• [What is expected]
Show each line of the records that contains the string "rock". Case counts.

>> Start

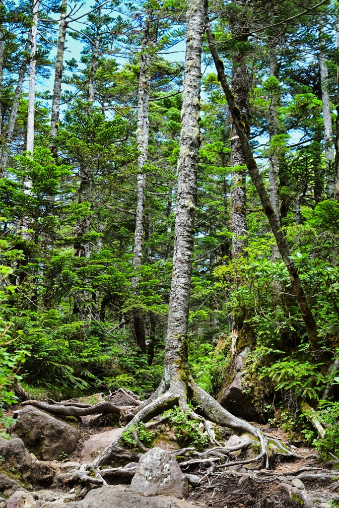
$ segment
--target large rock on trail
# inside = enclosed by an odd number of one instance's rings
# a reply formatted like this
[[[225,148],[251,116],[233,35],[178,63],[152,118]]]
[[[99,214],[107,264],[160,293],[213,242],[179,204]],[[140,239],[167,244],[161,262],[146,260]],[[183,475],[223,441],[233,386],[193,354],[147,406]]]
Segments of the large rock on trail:
[[[5,469],[14,469],[24,475],[30,469],[32,461],[29,452],[18,437],[0,439],[0,455],[3,458],[1,465]]]
[[[242,374],[245,361],[250,352],[245,347],[234,359],[234,370],[236,373],[230,385],[223,388],[218,397],[218,402],[234,416],[240,417],[250,422],[260,421],[260,417],[242,389]]]
[[[131,490],[143,496],[186,497],[188,484],[172,455],[153,448],[140,458]]]
[[[83,462],[90,462],[99,452],[104,450],[124,430],[123,428],[112,429],[104,432],[93,434],[85,441],[81,450],[81,460]]]
[[[54,503],[52,505],[53,508],[65,506],[64,504]],[[82,501],[71,503],[67,506],[67,508],[198,508],[195,504],[171,496],[145,498],[122,485],[108,485],[94,489]]]
[[[75,450],[80,431],[33,406],[16,411],[15,434],[21,437],[28,450],[38,459],[60,460],[63,453]]]

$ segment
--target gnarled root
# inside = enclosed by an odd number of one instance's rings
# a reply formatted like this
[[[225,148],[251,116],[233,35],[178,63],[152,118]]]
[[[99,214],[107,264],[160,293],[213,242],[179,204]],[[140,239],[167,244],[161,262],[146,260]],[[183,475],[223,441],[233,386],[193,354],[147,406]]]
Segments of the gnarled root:
[[[279,488],[285,490],[289,495],[291,501],[299,502],[304,508],[314,508],[313,499],[310,497],[305,490],[302,489],[297,489],[292,487],[287,483],[282,483],[279,485]]]
[[[166,389],[167,389],[166,390]],[[265,460],[266,466],[268,467],[268,459],[267,456],[267,437],[263,434],[261,430],[251,425],[247,422],[237,418],[233,416],[225,409],[224,409],[218,402],[215,400],[213,397],[211,397],[203,390],[200,388],[193,379],[189,376],[187,383],[183,383],[181,379],[177,377],[173,380],[169,387],[166,387],[165,382],[163,380],[158,390],[153,394],[153,395],[147,401],[143,402],[140,405],[136,408],[138,412],[128,424],[125,429],[125,432],[129,429],[133,430],[133,433],[135,434],[135,426],[139,423],[143,422],[146,423],[147,421],[158,416],[163,411],[173,407],[176,405],[178,405],[183,411],[189,411],[193,418],[197,418],[200,420],[204,424],[205,428],[206,430],[207,434],[211,441],[218,444],[218,447],[214,448],[214,456],[212,456],[213,454],[211,454],[211,451],[207,451],[206,454],[201,454],[204,457],[199,456],[195,458],[192,461],[188,461],[186,463],[186,465],[189,463],[194,463],[196,461],[199,462],[209,462],[214,460],[225,459],[232,451],[235,451],[235,449],[239,450],[245,448],[250,446],[251,444],[256,443],[257,441],[246,442],[241,444],[239,447],[233,447],[232,449],[228,449],[221,445],[215,439],[215,438],[211,432],[208,422],[205,419],[194,412],[190,407],[188,404],[188,397],[189,394],[190,399],[199,406],[200,409],[206,415],[207,418],[211,422],[231,428],[234,430],[237,430],[242,432],[248,432],[251,434],[259,440],[261,447],[261,452],[258,457],[254,459],[249,459],[248,460],[242,462],[229,462],[223,464],[218,465],[214,467],[227,467],[234,464],[240,465],[241,463],[249,463],[262,459]],[[94,462],[94,466],[97,468],[99,466],[107,463],[110,459],[113,457],[119,459],[125,459],[127,460],[134,461],[138,460],[141,454],[136,452],[132,452],[126,450],[122,446],[124,441],[124,434],[118,436],[111,444],[104,450],[100,453],[98,457]],[[137,442],[140,444],[140,441],[138,439]],[[144,449],[144,447],[143,448]],[[285,451],[285,449],[284,449]],[[199,454],[200,455],[200,454]],[[217,459],[218,458],[218,459]],[[185,463],[182,463],[183,466]]]
[[[64,416],[87,416],[88,415],[99,415],[102,412],[120,416],[120,408],[109,402],[99,402],[94,404],[75,403],[74,405],[69,405],[70,403],[48,404],[40,400],[26,400],[21,404],[23,405],[35,406],[44,411]]]

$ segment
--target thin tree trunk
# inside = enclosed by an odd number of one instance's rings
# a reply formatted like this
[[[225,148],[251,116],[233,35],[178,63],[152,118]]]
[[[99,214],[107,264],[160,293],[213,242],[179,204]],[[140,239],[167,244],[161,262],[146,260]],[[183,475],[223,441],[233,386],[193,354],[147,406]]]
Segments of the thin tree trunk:
[[[339,50],[339,9],[337,9],[335,22],[335,45]],[[339,201],[339,60],[336,62],[337,105],[335,120],[335,186],[334,198]]]
[[[57,53],[55,62],[55,76],[53,88],[53,99],[52,100],[52,112],[51,114],[51,128],[49,136],[53,140],[56,137],[56,133],[59,124],[59,112],[60,110],[60,100],[61,88],[63,82],[63,71],[64,70],[64,55],[65,54],[65,44],[66,37],[67,22],[66,21],[66,9],[68,0],[63,0],[61,3],[62,12],[59,22],[59,37],[58,38]],[[54,158],[56,160],[57,152],[54,141],[50,144],[50,150]]]
[[[146,186],[146,174],[143,172],[143,171],[145,163],[147,160],[148,151],[149,131],[148,109],[150,87],[149,69],[151,65],[151,55],[147,53],[147,51],[149,39],[149,27],[151,20],[151,15],[150,14],[146,22],[140,55],[138,93],[138,120],[136,132],[139,156],[138,157],[138,175],[137,176],[137,209],[133,260],[133,266],[134,270],[137,270],[142,264],[145,188]],[[135,276],[133,278],[132,289],[136,293],[136,287],[138,282],[138,277]],[[135,315],[134,316],[134,324],[136,343],[141,350],[143,352],[145,352],[145,330],[142,317],[138,314]]]
[[[34,151],[34,116],[35,108],[36,53],[38,34],[38,11],[39,2],[36,0],[33,6],[33,24],[30,34],[30,58],[29,60],[29,88],[28,90],[28,112],[27,119],[27,144],[28,153]]]
[[[10,146],[12,142],[12,140],[13,138],[13,132],[14,132],[15,121],[16,120],[16,116],[18,114],[18,110],[19,109],[19,105],[20,104],[20,97],[21,97],[21,92],[22,91],[22,84],[23,83],[23,80],[25,78],[25,74],[26,73],[26,69],[27,68],[27,62],[28,59],[27,54],[29,50],[30,47],[30,38],[28,37],[26,42],[26,46],[24,50],[22,63],[21,64],[21,66],[19,70],[18,82],[17,83],[16,88],[15,88],[15,92],[14,92],[14,99],[13,100],[13,102],[12,106],[12,109],[11,110],[11,115],[10,116],[10,119],[8,121],[7,129],[6,130],[6,132],[5,135],[5,139],[6,141],[6,149],[3,149],[1,153],[1,165],[2,176],[3,176],[3,174],[6,171],[6,168],[7,167],[7,160],[8,158],[8,153]]]
[[[218,77],[228,104],[234,124],[236,129],[243,151],[246,165],[252,181],[257,189],[264,211],[268,219],[271,229],[275,238],[279,251],[288,270],[298,306],[305,325],[309,339],[314,352],[320,347],[318,328],[312,309],[305,295],[302,283],[298,273],[295,264],[291,258],[291,252],[284,233],[281,230],[279,217],[275,213],[269,200],[262,177],[259,172],[247,136],[247,129],[244,123],[246,118],[242,118],[238,108],[234,96],[229,87],[224,71],[224,65],[219,57],[217,45],[211,31],[208,17],[208,2],[205,2],[207,40],[214,60]]]
[[[324,139],[325,141],[325,158],[326,173],[326,194],[328,198],[333,198],[335,183],[334,177],[334,154],[333,147],[333,131],[332,129],[332,112],[328,93],[328,70],[326,66],[326,58],[324,53],[325,41],[319,30],[320,38],[320,78],[321,81],[321,95],[323,103],[323,117],[324,119]]]
[[[187,33],[186,54],[180,151],[178,161],[178,190],[174,231],[173,273],[166,344],[164,379],[171,384],[182,380],[188,369],[188,338],[194,219],[197,200],[201,47],[203,36],[202,6],[190,3]]]
[[[243,12],[242,0],[236,0],[234,4],[241,8]],[[246,30],[242,19],[237,16],[237,19],[231,22],[231,26],[233,39],[238,42],[244,42],[247,40]],[[246,54],[242,51],[235,52],[233,56],[232,86],[241,115],[247,118],[249,109],[250,79],[246,65]],[[248,122],[246,125],[248,125]],[[231,165],[234,168],[231,176],[231,228],[233,233],[232,257],[235,259],[245,255],[244,249],[247,245],[246,165],[239,136],[236,132],[234,132],[233,126],[231,131]]]
[[[88,80],[88,102],[93,103],[95,101],[95,90],[94,88],[94,77],[98,70],[98,58],[99,54],[99,45],[100,44],[100,30],[101,29],[101,8],[98,10],[98,16],[99,22],[97,26],[97,34],[93,46],[93,52],[90,67],[90,73]]]
[[[271,78],[278,77],[278,62],[275,47],[271,44],[269,48],[269,75]],[[278,100],[274,92],[270,98],[269,112],[268,129],[269,134],[269,141],[270,153],[269,156],[269,197],[272,204],[272,208],[276,215],[279,217],[279,168],[278,165],[278,154],[276,149],[274,150],[272,146],[272,142],[274,136],[278,134],[278,115],[276,113],[276,104]],[[276,261],[280,258],[279,250],[276,244],[274,242],[272,245],[272,259]]]
[[[4,1],[0,0],[0,6],[3,7]],[[3,31],[3,24],[0,24],[0,138],[2,137],[3,134],[3,70],[4,68],[4,32]],[[0,147],[0,157],[2,152],[2,146]]]

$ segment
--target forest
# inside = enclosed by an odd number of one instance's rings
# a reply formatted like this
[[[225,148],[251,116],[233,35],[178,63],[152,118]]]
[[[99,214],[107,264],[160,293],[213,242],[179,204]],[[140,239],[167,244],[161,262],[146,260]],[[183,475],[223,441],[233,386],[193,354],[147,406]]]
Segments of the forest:
[[[206,488],[223,447],[335,479],[336,0],[0,0],[0,463],[38,408],[125,428],[71,500],[164,421]],[[227,505],[339,506],[293,481]]]

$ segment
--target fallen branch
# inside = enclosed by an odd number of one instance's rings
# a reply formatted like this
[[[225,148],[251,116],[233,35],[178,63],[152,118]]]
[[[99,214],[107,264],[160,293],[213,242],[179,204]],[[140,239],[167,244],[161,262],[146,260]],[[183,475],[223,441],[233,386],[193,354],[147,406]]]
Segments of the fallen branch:
[[[112,415],[119,415],[120,408],[112,402],[99,402],[86,407],[79,407],[76,405],[66,405],[64,404],[47,404],[40,400],[26,400],[22,402],[22,405],[32,405],[44,411],[64,416],[87,416],[89,415],[98,415],[108,412]]]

>> End

• [Result of the exercise]
--target large rock on trail
Segments of the large rock on trail:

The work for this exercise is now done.